Repeat the stretch of the pin wire passage from "Patent Document 2: Japanese" through "a bonding position.", word for word.
* Start PASSAGE *
On the other hand, there is a need to form, on an electrode of a semiconductor chip or a substrate, a pin wire extending vertically upward from the electrode. Thus, the following method has been proposed. After bonding a wire to a bonding position of a semiconductor chip or a substrate using a bonding tool by a wire bonding apparatus, the wire is extended to another position on the semiconductor chip or the substrate, a portion of the wire is pressed at the another position, and afterwards, after moving the bonding tool so that the wire is vertically upward from the electrode, the wire is cut off to form a pin wire (e.g., see Patent Document 2).

RELATED ART DOCUMENTS

Patent Documents

Patent Document 1: Japanese Patent No. 6180736

Patent Document 2: Japanese Patent No. 6297553

SUMMARY OF INVENTION

Problems to Be Solved by Invention

When forming a pin wire on an electrode of a semiconductor chip using the related art described in Patent Document 2, it is required to press a portion of the wire at another location on the semiconductor chip or the substrate. However, depending on the height of the pin wire, there may be no space for pressing the wire, which makes it difficult to form the pin wire. Further, in the case where the pitch of the pin wires is narrow, when pressing a portion of the wire, it may interfere with an adjacent pin wire.

Thus, it is an objective of the present invention to form a pin wire without pressing a portion of the wire at a location different from a bonding position.

Means for Solving Problems

A pin wire forming method according to the present invention includes a bonding process, a wire feeding process, a pressing process, a scraping process, and a cut-off process. In the bonding process, a wire is bonded to a bonding position by a bonding tool. In the wire feeding process, the bonding tool is raised and the wire is fed from a tip of the bonding tool so that the wire extends upward from the bonding position. In the pressing process, the bonding tool is moved to press an inner edge of the bonding tool against the wire. In the scraping process, the tip of the bonding tool is vibrated to form a scrape on the wire by the inner edge of the bonding tool. In the cut-off process, the bonding tool is raised and a wire clamper is closed to cut off the wire at a portion of the scrape and form a pin wire extending upward from the bonding position.

Thus, by vibrating the bonding tool with the inner edge of the bonding tool being in contact with the wire, a scrape can be formed on the wire, and when the wire clamper is closed to cut off the wire, the wire can be cut off at the scrape to form a pin wire.
* End PASSAGE *
* Start DATA LINES *
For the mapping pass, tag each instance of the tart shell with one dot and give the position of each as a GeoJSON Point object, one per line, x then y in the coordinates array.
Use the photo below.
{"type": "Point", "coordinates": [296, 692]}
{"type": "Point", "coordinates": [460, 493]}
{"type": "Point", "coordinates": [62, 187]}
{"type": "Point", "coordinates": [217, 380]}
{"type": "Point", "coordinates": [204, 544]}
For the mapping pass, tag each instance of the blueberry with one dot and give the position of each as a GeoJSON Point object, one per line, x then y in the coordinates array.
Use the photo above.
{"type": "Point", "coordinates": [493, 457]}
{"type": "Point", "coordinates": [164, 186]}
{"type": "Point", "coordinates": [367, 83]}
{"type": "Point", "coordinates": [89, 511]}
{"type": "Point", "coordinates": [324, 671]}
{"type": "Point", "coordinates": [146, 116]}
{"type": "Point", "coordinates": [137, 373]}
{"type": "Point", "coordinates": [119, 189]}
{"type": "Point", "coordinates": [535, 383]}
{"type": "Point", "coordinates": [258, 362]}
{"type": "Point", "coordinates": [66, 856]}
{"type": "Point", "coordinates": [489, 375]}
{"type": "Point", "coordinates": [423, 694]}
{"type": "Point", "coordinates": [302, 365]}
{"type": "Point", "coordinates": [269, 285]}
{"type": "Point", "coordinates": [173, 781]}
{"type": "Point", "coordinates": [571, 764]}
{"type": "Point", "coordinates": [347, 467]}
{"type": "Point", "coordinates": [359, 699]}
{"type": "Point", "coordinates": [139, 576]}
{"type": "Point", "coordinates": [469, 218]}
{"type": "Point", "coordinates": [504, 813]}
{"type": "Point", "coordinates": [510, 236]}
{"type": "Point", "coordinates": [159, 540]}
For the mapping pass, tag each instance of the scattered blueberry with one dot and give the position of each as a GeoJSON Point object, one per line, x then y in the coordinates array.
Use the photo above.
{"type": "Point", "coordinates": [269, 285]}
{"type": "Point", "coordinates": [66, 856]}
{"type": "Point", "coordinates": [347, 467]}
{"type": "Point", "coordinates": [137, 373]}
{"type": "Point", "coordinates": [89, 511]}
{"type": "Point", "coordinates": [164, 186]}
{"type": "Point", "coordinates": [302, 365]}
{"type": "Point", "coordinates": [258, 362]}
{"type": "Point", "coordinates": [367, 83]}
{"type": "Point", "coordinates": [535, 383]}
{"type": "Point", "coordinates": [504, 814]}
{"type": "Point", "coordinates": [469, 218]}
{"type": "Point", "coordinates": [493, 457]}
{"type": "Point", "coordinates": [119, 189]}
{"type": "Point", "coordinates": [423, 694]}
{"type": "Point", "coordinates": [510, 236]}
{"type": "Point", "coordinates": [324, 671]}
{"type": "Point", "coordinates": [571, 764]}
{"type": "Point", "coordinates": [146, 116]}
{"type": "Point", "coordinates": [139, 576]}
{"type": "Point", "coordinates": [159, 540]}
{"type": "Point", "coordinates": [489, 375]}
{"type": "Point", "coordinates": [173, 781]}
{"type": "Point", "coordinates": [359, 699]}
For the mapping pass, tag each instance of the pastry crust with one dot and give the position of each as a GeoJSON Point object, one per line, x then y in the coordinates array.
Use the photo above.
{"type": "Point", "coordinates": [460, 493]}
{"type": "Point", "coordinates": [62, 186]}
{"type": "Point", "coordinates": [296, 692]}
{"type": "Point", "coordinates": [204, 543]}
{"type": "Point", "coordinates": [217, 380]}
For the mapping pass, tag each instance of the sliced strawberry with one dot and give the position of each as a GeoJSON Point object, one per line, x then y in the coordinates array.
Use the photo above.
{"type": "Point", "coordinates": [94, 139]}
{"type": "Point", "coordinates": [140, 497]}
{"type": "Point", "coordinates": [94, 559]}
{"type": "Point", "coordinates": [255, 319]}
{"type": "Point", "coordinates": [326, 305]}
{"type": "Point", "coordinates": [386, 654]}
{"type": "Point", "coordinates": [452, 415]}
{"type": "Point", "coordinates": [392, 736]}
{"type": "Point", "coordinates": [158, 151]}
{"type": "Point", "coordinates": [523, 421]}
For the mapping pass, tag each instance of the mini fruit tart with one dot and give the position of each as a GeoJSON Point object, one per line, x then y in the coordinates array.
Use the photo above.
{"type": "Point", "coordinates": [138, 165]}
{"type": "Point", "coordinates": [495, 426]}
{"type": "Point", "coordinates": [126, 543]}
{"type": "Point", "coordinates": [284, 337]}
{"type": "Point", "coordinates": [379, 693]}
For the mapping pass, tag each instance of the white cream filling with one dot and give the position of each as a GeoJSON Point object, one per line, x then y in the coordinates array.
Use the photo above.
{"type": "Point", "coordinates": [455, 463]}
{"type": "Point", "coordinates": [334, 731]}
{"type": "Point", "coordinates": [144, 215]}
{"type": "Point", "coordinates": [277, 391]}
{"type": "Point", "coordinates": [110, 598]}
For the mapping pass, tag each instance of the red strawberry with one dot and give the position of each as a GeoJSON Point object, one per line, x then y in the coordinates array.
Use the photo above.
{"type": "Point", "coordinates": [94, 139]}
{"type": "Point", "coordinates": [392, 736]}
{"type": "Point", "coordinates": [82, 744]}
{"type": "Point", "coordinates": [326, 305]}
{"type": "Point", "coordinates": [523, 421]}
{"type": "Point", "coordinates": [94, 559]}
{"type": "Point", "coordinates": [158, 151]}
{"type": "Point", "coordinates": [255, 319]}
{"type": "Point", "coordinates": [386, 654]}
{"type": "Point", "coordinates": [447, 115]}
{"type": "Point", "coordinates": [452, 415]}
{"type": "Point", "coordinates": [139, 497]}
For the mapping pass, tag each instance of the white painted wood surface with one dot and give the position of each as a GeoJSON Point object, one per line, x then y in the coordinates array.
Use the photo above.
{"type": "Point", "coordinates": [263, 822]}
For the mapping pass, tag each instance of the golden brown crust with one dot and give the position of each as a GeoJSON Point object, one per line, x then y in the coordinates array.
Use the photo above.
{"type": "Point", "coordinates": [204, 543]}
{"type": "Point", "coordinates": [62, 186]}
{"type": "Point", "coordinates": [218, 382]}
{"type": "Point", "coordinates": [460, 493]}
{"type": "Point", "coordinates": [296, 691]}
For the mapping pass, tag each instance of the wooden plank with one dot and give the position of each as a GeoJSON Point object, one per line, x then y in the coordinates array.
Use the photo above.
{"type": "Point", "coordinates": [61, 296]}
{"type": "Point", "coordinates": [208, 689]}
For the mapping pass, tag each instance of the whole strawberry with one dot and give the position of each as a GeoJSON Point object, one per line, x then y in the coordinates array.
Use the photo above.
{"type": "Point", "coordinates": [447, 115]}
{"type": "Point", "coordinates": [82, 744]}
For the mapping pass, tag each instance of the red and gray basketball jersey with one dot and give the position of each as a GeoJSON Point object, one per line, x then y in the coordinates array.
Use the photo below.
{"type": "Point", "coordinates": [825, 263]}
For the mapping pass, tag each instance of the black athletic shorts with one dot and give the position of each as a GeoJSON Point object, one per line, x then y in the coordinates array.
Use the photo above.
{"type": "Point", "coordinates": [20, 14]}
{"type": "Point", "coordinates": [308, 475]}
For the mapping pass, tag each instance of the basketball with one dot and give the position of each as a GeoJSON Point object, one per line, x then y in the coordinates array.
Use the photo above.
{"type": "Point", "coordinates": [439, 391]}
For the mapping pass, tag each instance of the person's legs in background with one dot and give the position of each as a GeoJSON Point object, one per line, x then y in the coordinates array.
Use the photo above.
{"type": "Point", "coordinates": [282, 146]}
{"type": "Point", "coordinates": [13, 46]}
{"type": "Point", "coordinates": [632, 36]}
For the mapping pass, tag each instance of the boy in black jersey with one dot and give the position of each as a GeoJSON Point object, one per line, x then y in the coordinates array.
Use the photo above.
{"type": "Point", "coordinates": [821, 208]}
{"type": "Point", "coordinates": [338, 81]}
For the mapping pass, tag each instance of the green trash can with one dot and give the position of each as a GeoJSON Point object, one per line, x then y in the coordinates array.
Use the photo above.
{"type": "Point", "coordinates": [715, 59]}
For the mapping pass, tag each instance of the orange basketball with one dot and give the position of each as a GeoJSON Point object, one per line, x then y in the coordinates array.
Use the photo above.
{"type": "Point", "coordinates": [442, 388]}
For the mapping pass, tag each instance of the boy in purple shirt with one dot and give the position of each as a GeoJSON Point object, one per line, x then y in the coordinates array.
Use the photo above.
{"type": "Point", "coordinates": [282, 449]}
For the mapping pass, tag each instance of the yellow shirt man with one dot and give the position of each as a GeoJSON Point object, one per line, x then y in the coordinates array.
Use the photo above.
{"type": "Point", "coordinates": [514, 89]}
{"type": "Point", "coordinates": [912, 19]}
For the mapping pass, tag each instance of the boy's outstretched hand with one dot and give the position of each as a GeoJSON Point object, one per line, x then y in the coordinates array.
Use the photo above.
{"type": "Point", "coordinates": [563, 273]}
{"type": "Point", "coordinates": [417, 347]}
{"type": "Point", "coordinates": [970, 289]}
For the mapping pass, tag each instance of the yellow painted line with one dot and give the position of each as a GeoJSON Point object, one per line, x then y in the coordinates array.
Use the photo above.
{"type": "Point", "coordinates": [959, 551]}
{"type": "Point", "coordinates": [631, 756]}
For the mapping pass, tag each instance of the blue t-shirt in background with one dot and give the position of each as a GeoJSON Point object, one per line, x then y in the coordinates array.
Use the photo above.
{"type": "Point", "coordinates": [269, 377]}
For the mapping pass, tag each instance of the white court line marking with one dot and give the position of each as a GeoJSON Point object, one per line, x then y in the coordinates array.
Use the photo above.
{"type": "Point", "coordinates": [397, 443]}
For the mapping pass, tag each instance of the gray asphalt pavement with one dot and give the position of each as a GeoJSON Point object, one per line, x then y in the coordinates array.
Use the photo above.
* End DATA LINES *
● **FINAL RESULT**:
Patent Document 2: Japanese Patent No. 6297553

SUMMARY OF INVENTION

Problems to Be Solved by Invention

When forming a pin wire on an electrode of a semiconductor chip using the related art described in Patent Document 2, it is required to press a portion of the wire at another location on the semiconductor chip or the substrate. However, depending on the height of the pin wire, there may be no space for pressing the wire, which makes it difficult to form the pin wire. Further, in the case where the pitch of the pin wires is narrow, when pressing a portion of the wire, it may interfere with an adjacent pin wire.

Thus, it is an objective of the present invention to form a pin wire without pressing a portion of the wire at a location different from a bonding position.